* **Extrait du texte**:
- - -

Il n’a pas non plus cherché à s’allier aux ennemis du Kremlin, comme l’avait fait Alexandre Perepilitchni, banquier russe émigré qui a subitement trouvé la mort en 2012 alors qu’il faisait un jogging près de sa propriété, ceci après avoir transmis des informations sur la corruption en Russie à l’homme d’affaires londonien Bill Browder. Des traces d’un poison extrêmement rare seront retrouvées dans son estomac quelques temps plus tard.
Et pourtant, au combien il est difficile à Sergueï Pougatchev de se débarrasser de son passé russe et de sortir du code de conduite, qu’il qualifie de « quasi-mafieux », qui lie les mains des nouveaux et des anciens membres du proche entourage du Kremlin. Nombre de critiques en Russie considèrent que Pougatchev est tout simplement un escroc qui voulait voler encore un peu plus d’argent. Il insiste pour sa part sur le fait qu’il a été victime d’un système qui récompense une loyauté absolue et punit ceux qui placent leurs propres intérêts au-dessus des exigences de l’état.
D’un côté, il était mieux introduit que quiconque dans ce proche entourage. Ses albums de famille contiennent des photographies où l’on voit deux de ses fils, alors adolescents, jouer avec les filles de Poutine à l’intérieur du Kremlin et près de sa maison de campagne aux abords de Moscou. D’autres montrent des dîners réunissant autour d’une même table des hommes influents du Kremlin, comme par exemple Igor Setchine – ex-officier du KGB, dont les états de service renvoient à la Corporation de construction navale unifiée (entreprise publique qui contrôle les chantiers navals qui appartenaient jadis à Pougatchev).
Les célèbres photographies de Vladimir Poutine torse nu à la chasse, à la pêche ou à cheval ont été faites dans la propriété de Pougatchev en République de Touva, région qu’il a représentée au Conseil de la Fédération de 2001 à 2011.
A l’instar de la plupart des grandes fortunes russes, Sergueï Pougatchev s’est lancé dans les affaires durant la période de chaos qui a marqué les années 1990 : il a fondé la Mejprombank, au travers de laquelle il a financé d’autres entreprises et a renforcé ses liens avec l’état et les autorités religieuses. Ce fils d’officier soviétique a cinq enfants : deux fils d’une épouse russe de laquelle il a divorcé, et trois autres enfants d’Alexandra Tolstoï, citoyenne britannique éprise de mondanités et lointaine descendante de Léon Tolstoï. Elle passe la plus grande partie de son temps à Londres où leurs enfants suivent une scolarité à l’école française.

- - -

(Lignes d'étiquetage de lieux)
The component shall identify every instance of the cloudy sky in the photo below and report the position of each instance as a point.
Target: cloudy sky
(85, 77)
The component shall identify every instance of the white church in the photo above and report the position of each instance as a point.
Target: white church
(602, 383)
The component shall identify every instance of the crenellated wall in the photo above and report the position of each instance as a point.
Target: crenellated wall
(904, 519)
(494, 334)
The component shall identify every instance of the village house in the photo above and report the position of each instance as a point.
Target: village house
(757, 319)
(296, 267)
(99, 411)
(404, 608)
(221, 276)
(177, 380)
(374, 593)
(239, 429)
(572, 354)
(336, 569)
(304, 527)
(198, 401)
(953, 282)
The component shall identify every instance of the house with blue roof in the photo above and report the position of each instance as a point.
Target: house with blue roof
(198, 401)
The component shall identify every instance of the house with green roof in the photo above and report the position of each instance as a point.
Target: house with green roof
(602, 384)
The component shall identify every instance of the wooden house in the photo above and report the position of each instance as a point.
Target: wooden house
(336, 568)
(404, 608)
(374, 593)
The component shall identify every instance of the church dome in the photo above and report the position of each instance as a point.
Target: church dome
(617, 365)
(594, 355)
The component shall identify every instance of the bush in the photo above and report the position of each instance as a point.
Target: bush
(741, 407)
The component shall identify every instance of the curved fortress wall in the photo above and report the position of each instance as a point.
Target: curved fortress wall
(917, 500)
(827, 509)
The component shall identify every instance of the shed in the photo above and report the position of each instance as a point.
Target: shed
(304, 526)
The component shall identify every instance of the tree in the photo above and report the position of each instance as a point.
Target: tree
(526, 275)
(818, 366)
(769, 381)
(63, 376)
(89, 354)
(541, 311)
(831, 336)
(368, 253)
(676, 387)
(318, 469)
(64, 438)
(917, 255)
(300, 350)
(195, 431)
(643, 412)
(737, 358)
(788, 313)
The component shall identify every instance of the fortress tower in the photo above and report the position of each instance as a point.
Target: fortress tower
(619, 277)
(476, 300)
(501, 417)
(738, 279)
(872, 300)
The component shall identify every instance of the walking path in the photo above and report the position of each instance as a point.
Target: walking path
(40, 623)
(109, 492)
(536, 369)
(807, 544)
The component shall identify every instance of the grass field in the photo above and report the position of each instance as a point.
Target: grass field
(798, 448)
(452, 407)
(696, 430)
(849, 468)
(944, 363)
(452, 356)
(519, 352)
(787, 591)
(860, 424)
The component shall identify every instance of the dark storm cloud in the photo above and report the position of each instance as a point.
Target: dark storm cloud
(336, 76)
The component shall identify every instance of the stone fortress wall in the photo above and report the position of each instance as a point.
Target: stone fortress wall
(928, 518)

- - -

* **Travail à faire**:
(a) Pour chaque affirmation, dites si elle concorde avec le texte sur Sergueï Pougatchev en répondant oui ou non, et citez les mots du texte qui permettent de trancher : (i) Pougatchev a représenté la République de Touva au Conseil de la Fédération de 2001 à 2011 ; (ii) Pougatchev a trois enfants ; (iii) Alexandra Tolstoï passe la plus grande partie de son temps à Moscou.
(b) Dans les lignes d'étiquetage, réécrivez seulement le passage qui va de la ligne contenant « The component shall identify every instance of the grass » jusqu'à la fin, dernière ligne comprise, en remplaçant « component » par « module » et sans rien modifier d'autre.
Ces lignes n'ont aucun lien avec le texte.

* **Corrigé de l'exercice**:
(a)
(i) Oui : « région qu’il a représentée au Conseil de la Fédération de 2001 à 2011 ».
(ii) Non : « Ce fils d’officier soviétique a cinq enfants ».
(iii) Non : « Elle passe la plus grande partie de son temps à Londres ».

(b)
The module shall identify every instance of the grass field in the photo above and report the position of each instance as a point.
Target: grass field
(798, 448)
(452, 407)
(696, 430)
(849, 468)
(944, 363)
(452, 356)
(519, 352)
(787, 591)
(860, 424)
The module shall identify every instance of the dark storm cloud in the photo above and report the position of each instance as a point.
Target: dark storm cloud
(336, 76)
The module shall identify every instance of the stone fortress wall in the photo above and report the position of each instance as a point.
Target: stone fortress wall
(928, 518)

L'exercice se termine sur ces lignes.